# [YOUR GOAL]
Please restate the lines shown below exactly, every one of them.

# [DATA EXTRACTS]
————————

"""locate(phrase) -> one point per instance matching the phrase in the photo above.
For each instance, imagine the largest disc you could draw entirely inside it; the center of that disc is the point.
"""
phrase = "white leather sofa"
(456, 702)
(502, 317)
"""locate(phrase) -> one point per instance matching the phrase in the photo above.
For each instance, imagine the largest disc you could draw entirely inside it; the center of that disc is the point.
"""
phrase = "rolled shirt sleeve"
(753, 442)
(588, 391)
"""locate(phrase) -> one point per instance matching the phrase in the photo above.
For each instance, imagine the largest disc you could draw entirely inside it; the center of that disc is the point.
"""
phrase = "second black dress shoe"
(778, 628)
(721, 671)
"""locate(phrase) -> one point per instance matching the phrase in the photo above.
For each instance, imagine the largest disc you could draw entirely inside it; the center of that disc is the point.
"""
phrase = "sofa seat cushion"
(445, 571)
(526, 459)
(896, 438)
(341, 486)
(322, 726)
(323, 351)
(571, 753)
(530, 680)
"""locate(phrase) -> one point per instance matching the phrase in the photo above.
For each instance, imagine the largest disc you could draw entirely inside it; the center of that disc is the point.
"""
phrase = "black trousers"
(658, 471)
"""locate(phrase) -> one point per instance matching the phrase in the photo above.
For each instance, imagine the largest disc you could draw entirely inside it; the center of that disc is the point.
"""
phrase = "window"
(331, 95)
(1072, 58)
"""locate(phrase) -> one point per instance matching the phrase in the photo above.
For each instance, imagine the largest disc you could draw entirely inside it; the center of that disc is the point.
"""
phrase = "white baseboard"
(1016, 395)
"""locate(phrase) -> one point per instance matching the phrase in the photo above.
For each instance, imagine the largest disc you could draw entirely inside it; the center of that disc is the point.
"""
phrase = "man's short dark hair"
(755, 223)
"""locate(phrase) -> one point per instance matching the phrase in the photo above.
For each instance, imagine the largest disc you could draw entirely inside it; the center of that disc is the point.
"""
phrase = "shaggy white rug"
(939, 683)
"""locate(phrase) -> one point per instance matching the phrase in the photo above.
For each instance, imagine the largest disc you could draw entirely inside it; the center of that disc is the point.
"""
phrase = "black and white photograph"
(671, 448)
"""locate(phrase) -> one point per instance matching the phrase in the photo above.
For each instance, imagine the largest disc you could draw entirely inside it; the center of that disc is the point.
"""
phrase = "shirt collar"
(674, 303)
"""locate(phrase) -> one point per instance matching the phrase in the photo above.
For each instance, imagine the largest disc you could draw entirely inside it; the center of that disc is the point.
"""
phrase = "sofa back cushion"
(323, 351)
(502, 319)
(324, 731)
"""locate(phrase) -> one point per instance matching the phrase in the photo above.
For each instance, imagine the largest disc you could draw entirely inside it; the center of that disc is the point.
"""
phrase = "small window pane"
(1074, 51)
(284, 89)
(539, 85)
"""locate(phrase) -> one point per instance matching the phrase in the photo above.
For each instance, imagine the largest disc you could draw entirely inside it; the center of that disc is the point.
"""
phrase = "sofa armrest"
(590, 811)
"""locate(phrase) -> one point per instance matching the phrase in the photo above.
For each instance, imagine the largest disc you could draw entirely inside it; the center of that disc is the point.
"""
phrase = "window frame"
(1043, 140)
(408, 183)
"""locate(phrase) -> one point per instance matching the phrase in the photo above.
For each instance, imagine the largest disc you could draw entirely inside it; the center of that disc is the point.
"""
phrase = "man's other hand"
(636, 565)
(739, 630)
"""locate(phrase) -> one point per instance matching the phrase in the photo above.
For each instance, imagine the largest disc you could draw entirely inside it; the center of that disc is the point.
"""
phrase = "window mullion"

————————

# [PROBLEM SOLUTION]
"""locate(phrase) -> one point per instance matching the phrase in the photo above.
For each instance, imagine the largest disc you could draw entirely inside it; the center of that disc is the point.
"""
phrase = "white leather sofa"
(456, 702)
(502, 317)
"""locate(phrase) -> one point per instance matching the phrase in the photo above.
For each instance, imagine the largest disc you could draw entirely inside it; the center of that disc is the point.
"""
phrase = "rolled shirt sleeve"
(753, 442)
(588, 391)
"""locate(phrase) -> one point per instance matching the phrase in the photo above.
For each instance, imagine the largest disc you could draw entirely inside it; the center of that disc is the point.
"""
phrase = "second black dress shoe"
(778, 628)
(721, 671)
"""locate(phrase) -> one point per instance matching the phrase in the photo above.
For each instance, imagine the largest disc you could draw entirely inside it; the center of that disc is the point.
"""
phrase = "sofa seat cushion"
(445, 571)
(526, 459)
(896, 438)
(341, 486)
(322, 726)
(323, 351)
(571, 753)
(530, 680)
"""locate(phrase) -> one point per instance matching the phrase in the photo above.
For each instance, imagine the largest disc you could draw entirely inside it; the center of that disc is the point.
"""
phrase = "black trousers"
(658, 471)
"""locate(phrase) -> one point per instance matching the phrase in the photo above.
For each instance, imagine the largest disc you could draw entirely inside it; the center of that disc is the point.
"""
phrase = "window"
(331, 95)
(1072, 58)
"""locate(phrase) -> one point per instance matching the phrase in the photo above.
For each instance, imagine the largest disc you could draw entirely inside it; the center of that disc is the point.
"""
phrase = "white baseboard"
(1016, 395)
"""locate(phrase) -> one point per instance matching the phrase in the photo above.
For each instance, imagine the largest disc you could draw entirely inside it; the center of that disc is the point.
"""
phrase = "man's short dark hair"
(755, 223)
"""locate(phrase) -> one point per instance matching the phrase in the photo above.
For each instance, imagine the largest disc you could draw entirely inside it; the center of that disc is the point.
"""
phrase = "shaggy white rug"
(939, 683)
"""locate(phrase) -> one point per instance matching the phrase in the photo above.
For each instance, imagine the largest disc you could draw entirely inside it; the center of that disc is the point.
"""
phrase = "black and white photograph"
(671, 448)
"""locate(phrase) -> one point per instance matching the phrase in the photo above.
For each instance, imagine the largest disc you could draw entirely inside it; the center of that disc is the point.
"""
phrase = "shirt collar"
(674, 303)
"""locate(phrase) -> one point per instance matching the phrase in the photo above.
For each instance, imagine the largest disc you could draw entirely inside it; the center of that disc is the point.
"""
phrase = "sofa back cushion"
(323, 351)
(502, 319)
(324, 731)
"""locate(phrase) -> one point per instance matching the phrase in the photo above.
For each instance, imagine the largest disc you could draw entirely inside it; the center of that disc is the point.
"""
phrase = "small window pane"
(1074, 51)
(284, 89)
(539, 85)
"""locate(phrase) -> one point per instance matching the phrase in the photo above.
For each instance, imagine the largest disc you could draw entirely inside it; the center of that disc is the point.
"""
phrase = "sofa armrest"
(590, 811)
"""locate(phrase) -> one point per instance matching the phrase in the photo above.
For each instance, imagine the largest disc you could draw entirely inside it; the center of that disc is the point.
"""
phrase = "window frame"
(1043, 140)
(408, 183)
"""locate(phrase) -> one point per instance matching the phrase in the photo above.
For each instance, imagine the largest disc you could draw entirely inside it; the center of that disc is the point.
"""
phrase = "man's other hand"
(636, 565)
(739, 630)
"""locate(phrase) -> one point per instance matching the phrase in the photo above.
For each instance, imagine the largest disc you could draw entirely inside it; the center of that disc is the point.
"""
phrase = "window mullion"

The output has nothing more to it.